Exercise description
Please copy every line from the following entries in which the word "positive" appears.

________________

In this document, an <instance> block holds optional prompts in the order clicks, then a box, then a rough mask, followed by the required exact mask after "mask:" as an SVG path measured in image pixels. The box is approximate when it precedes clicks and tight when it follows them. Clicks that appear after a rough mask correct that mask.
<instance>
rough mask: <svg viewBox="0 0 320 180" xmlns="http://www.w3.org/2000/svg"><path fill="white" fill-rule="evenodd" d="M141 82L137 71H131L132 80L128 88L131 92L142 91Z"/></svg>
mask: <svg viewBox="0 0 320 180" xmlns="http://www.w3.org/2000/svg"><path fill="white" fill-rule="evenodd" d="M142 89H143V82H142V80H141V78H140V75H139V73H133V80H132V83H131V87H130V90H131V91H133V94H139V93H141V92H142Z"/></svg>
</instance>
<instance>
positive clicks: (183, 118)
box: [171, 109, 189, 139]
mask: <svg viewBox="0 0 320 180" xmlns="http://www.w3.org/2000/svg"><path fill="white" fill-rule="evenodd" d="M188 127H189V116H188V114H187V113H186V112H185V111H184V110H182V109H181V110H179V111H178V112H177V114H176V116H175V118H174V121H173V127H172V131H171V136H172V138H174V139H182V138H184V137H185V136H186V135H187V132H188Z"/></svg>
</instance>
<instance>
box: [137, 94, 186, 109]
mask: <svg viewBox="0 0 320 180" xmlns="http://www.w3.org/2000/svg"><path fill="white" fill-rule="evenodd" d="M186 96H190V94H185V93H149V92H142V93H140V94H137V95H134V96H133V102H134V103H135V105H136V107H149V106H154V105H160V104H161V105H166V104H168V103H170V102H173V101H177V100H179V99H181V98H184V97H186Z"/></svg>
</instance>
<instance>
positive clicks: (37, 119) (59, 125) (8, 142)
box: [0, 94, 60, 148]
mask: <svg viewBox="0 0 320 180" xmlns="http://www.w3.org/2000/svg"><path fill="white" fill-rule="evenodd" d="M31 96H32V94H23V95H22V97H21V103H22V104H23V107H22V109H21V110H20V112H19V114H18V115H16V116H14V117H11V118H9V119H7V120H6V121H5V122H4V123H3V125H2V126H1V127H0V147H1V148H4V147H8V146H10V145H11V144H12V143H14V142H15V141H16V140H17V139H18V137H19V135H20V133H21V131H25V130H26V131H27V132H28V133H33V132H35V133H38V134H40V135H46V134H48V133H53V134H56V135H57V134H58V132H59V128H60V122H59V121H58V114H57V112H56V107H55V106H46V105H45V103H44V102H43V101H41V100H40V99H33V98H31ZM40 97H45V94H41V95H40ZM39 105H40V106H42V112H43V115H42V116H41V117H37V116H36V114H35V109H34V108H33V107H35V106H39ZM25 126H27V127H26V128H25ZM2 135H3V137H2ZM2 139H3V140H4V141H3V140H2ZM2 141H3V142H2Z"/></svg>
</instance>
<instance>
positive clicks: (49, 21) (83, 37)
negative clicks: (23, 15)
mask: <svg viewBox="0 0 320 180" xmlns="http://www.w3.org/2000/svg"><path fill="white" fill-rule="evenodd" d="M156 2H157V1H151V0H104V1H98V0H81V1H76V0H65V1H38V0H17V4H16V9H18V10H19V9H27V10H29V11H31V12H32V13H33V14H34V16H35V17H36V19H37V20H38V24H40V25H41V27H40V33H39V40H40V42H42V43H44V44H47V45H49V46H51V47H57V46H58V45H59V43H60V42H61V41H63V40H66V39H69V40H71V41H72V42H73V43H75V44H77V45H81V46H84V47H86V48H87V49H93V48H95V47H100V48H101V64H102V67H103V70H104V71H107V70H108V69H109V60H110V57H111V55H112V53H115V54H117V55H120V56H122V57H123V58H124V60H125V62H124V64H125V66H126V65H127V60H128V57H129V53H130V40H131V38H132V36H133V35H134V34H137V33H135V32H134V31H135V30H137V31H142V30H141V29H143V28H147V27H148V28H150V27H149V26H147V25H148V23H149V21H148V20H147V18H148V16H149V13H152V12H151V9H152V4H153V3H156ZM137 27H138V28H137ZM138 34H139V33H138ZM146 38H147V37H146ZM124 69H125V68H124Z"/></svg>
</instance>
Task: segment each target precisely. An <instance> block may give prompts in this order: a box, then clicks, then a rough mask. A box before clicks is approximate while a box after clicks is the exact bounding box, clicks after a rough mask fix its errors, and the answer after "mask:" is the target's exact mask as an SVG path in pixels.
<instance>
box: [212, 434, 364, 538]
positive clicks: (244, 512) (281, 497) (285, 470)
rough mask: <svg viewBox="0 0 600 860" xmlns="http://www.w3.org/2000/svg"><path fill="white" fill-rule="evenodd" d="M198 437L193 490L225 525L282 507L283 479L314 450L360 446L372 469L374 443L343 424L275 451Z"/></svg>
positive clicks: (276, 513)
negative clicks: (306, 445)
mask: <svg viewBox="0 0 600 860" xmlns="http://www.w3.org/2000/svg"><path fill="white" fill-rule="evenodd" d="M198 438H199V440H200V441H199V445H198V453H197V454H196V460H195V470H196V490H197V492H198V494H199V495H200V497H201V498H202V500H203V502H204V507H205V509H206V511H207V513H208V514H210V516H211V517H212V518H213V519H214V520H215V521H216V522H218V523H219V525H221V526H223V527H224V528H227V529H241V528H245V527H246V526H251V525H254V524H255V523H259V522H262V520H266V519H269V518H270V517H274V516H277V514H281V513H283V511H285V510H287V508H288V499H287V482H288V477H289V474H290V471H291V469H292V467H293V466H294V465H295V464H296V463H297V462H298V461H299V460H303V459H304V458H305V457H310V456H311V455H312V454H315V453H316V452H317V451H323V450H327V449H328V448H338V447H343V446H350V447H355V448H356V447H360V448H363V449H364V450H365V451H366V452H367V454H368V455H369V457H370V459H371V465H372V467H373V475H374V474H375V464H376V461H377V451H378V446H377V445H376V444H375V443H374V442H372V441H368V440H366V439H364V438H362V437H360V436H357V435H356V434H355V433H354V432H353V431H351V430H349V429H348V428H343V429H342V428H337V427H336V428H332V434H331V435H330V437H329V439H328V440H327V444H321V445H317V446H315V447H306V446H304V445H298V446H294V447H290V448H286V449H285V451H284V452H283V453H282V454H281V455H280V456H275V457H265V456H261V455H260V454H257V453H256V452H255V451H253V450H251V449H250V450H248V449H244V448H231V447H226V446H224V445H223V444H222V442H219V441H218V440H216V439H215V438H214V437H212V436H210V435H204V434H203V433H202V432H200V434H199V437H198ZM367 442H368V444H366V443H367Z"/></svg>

________________

Solution to this problem
positive clicks: (183, 118)
positive clicks: (37, 119) (59, 125) (8, 142)
positive clicks: (49, 21) (83, 37)
positive clicks: (244, 512) (281, 497) (285, 470)
positive clicks: (276, 513)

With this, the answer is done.